** Data excerpts follows **
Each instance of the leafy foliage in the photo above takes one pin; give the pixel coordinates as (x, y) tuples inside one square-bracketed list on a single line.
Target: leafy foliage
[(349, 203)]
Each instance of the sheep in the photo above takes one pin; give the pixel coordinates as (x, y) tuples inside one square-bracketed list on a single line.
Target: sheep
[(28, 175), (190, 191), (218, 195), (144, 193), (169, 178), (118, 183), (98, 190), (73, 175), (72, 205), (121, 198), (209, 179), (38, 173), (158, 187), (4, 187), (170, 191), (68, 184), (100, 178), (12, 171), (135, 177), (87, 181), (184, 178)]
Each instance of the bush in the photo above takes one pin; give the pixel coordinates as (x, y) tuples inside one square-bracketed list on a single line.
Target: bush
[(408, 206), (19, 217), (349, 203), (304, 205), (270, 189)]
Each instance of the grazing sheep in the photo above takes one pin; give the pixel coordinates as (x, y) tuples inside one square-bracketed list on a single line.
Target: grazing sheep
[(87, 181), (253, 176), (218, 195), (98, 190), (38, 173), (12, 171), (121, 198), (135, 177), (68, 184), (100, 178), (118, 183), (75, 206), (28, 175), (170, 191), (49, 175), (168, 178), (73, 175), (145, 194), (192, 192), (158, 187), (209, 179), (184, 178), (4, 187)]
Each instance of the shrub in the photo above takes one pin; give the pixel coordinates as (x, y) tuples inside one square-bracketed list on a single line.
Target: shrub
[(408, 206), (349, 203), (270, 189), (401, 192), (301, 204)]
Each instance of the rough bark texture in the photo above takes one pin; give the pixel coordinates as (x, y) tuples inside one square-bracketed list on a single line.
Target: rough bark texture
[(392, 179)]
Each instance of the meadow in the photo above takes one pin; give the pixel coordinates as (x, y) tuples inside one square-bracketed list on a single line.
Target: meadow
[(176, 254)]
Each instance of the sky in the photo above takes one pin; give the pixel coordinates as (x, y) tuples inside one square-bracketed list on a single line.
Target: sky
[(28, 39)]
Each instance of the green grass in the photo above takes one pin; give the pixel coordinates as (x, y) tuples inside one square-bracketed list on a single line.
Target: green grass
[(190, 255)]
** End of Data excerpts **
Which lines should be output? Exactly those from the first line of the data through the line containing "Each instance of the grazing", inclusive.

Result:
Each instance of the leafy foliage in the photo above takes one pin; give the pixel coordinates as (x, y) tuples inside one square-bracketed list on a single line.
Target: leafy foliage
[(349, 203)]
Each instance of the sheep in the photo above takes one pin; give the pixel coordinates as (x, y) tuples inside one square-bracketed list on a single line.
Target: sheep
[(28, 175), (190, 191), (218, 195), (144, 193), (169, 178), (118, 183), (98, 190), (73, 175), (72, 205), (121, 198), (209, 179), (38, 173), (158, 187), (4, 187), (170, 191), (68, 184), (100, 178), (12, 171), (135, 177), (87, 181), (184, 178)]
Each instance of the bush in the photo above takes one pin; give the pixel coordinates as (x, y) tuples inside one square-bracketed list on a single line.
Target: bush
[(408, 206), (19, 217), (349, 203), (304, 205), (270, 189)]
Each instance of the grazing sheep in the photo above takes one pin; give the pixel coordinates as (x, y) tuples inside one square-bracketed list on a single line.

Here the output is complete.